▶ Problème posé A
Recopiez le passage du texte sur le rail et la pollution, de « Alors, on commence » jusqu'à « chemin de fer. ».

▶ Texte fourni

Alors, on commence à se souvenir d’évidences souvent répétées et non comprises clairement : le chemin de fer préserve la nature par l’énergie minime utilisée, et par le rejet nul de toute pollution locale pour la traction électrique qui assure 90 % du trafic SNCF. Quelques catastrophes routières comme celle du tunnel du Mont Blanc viennent, en outre, frapper l’opinion.

Alors, on change le regard que l’on a pour le chemin de fer.

La pollution due aux transports est l’agression majeure faite contre la nature. Il n’est pas question de dire que le train ne pollue pas, même si bien des partisans des chemins de fer croient que la traction électrique est absolument non polluante. La traction électrique, pour une bonne part, est d’origine nucléaire (78 % de la production d’électricité en France), et l’on ne peut pas dire qu’un TGV « pollue à 0 % ». Pas vraiment.

Mais transporter une tonne sur un kilomètre par la route donne des émissions de fumée totalisant 72 g de CO2 contre 7,5 g pour le rail, et 01 g de particules contre 0,01 g pour le rail, d’après l’Agence de l’environnement et de la maîtrise de l’énergie (ADEME) du Ministère des Transports. Et pourtant la Conférence des Nations Unies, réunie à Stockholm, et durant laquelle s’est faite la prise de conscience officielle des gouvernements en matière de protection de l’environnement remonte à… 1972!  En 1997 on « espère ramener », pour l’an 2000, les émissions de gaz à effet de serre à leur niveau de 1990. En 2007, on préfère oublier ces promesses, et on sait aujourd’hui qu’en 2050 ont ne pourra plus gérer quoi que ce soit si l’on continue ainsi.

Entrées de données
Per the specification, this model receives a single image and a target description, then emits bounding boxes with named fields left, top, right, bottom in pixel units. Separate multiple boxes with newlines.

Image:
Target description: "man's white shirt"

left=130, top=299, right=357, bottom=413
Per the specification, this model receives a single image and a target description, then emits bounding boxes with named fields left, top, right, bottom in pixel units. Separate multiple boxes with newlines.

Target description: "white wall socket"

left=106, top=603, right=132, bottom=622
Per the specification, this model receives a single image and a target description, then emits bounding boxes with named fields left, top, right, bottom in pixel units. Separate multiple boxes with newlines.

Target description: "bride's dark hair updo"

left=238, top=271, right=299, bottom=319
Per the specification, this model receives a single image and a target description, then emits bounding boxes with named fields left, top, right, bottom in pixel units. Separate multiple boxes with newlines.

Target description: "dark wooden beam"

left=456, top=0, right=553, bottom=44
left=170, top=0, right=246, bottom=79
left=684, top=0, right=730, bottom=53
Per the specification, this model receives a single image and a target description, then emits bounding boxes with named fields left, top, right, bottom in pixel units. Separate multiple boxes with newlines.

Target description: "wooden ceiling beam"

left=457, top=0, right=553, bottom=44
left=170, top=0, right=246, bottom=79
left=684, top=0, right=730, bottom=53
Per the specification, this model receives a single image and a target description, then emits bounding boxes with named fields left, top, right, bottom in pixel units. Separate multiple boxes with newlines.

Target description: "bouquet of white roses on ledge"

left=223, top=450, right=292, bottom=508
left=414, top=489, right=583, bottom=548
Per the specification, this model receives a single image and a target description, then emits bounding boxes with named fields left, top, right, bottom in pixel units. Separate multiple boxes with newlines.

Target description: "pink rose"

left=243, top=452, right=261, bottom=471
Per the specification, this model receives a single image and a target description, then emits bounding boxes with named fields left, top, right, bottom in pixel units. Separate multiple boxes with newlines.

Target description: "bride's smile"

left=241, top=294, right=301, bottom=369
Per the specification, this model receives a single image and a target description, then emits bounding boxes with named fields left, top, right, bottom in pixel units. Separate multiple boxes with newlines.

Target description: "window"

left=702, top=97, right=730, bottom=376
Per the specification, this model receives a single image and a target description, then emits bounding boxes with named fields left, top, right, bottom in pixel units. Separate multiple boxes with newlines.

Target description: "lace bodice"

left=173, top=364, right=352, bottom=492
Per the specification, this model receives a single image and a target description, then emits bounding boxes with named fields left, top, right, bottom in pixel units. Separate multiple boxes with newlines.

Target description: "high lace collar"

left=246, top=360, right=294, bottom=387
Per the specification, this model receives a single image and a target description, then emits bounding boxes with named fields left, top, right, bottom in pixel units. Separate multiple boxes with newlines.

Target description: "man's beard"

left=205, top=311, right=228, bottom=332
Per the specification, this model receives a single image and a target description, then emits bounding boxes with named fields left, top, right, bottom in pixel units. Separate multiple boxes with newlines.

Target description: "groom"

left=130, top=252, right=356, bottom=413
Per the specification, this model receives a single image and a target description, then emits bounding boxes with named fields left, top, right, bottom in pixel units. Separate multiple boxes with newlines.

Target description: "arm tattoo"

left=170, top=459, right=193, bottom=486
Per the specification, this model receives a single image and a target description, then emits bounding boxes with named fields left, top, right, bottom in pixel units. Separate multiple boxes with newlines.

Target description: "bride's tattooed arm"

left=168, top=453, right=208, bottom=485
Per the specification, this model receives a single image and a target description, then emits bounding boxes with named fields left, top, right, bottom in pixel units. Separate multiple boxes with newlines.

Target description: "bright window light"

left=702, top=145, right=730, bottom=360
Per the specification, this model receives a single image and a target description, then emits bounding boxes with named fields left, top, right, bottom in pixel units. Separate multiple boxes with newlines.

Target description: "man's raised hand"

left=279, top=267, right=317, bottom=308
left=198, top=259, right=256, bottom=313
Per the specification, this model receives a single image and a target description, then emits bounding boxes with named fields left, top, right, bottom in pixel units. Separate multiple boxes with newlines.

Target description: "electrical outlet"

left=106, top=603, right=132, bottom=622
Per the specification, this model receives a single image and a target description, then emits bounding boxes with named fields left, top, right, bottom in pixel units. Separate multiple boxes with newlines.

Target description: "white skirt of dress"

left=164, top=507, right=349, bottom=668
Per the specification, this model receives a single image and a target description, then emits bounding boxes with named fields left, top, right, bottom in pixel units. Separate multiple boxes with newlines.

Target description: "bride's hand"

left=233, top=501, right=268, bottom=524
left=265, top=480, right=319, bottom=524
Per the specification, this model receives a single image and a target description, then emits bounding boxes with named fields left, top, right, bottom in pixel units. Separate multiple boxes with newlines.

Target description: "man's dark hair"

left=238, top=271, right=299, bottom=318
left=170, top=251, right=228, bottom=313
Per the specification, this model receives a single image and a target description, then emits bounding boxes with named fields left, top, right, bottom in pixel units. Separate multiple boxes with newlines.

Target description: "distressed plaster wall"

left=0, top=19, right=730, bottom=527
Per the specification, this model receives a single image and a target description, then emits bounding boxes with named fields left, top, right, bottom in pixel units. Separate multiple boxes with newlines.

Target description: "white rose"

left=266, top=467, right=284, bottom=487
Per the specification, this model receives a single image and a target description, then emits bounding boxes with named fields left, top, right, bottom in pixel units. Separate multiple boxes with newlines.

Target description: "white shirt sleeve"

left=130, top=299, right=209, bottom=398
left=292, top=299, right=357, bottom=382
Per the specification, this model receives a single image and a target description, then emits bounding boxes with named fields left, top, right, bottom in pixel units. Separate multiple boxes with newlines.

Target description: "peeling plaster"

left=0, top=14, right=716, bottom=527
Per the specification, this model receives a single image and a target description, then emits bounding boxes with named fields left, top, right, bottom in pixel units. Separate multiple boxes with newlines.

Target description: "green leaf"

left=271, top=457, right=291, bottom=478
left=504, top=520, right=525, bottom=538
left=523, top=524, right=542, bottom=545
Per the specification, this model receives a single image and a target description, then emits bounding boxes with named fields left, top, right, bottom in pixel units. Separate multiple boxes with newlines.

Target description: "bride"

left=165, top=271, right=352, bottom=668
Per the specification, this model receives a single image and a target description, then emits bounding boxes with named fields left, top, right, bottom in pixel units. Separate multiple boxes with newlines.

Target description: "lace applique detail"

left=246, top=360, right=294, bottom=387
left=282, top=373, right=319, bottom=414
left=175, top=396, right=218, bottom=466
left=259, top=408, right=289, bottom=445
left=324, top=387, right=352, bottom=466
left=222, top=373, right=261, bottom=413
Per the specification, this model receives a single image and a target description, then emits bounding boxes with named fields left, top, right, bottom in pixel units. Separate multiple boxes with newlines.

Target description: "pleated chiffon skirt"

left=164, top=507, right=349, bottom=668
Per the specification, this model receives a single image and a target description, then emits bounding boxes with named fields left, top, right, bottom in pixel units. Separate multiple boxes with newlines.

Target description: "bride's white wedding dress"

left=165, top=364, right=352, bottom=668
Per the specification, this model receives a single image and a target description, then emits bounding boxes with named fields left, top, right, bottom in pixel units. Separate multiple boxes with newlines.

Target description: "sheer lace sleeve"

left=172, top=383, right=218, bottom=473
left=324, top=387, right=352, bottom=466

▶ Problème posé B
Réécrivez les entrées de données depuis leur début jusqu'à la ligne contenant « left=130, top=299, right=357, bottom=413 » incluse, en remplaçant « pixel units » par « pixels » et en laissant tout le reste intact. Ne donnez que ces lignes.

▶ Réponse rédigée A
Alors, on commence à se souvenir d’évidences souvent répétées et non comprises clairement : le chemin de fer préserve la nature par l’énergie minime utilisée, et par le rejet nul de toute pollution locale pour la traction électrique qui assure 90 % du trafic SNCF. Quelques catastrophes routières comme celle du tunnel du Mont Blanc viennent, en outre, frapper l’opinion.

Alors, on change le regard que l’on a pour le chemin de fer.

▶ Réponse rédigée B
Per the specification, this model receives a single image and a target description, then emits bounding boxes with named fields left, top, right, bottom in pixels. Separate multiple boxes with newlines.

Image:
Target description: "man's white shirt"

left=130, top=299, right=357, bottom=413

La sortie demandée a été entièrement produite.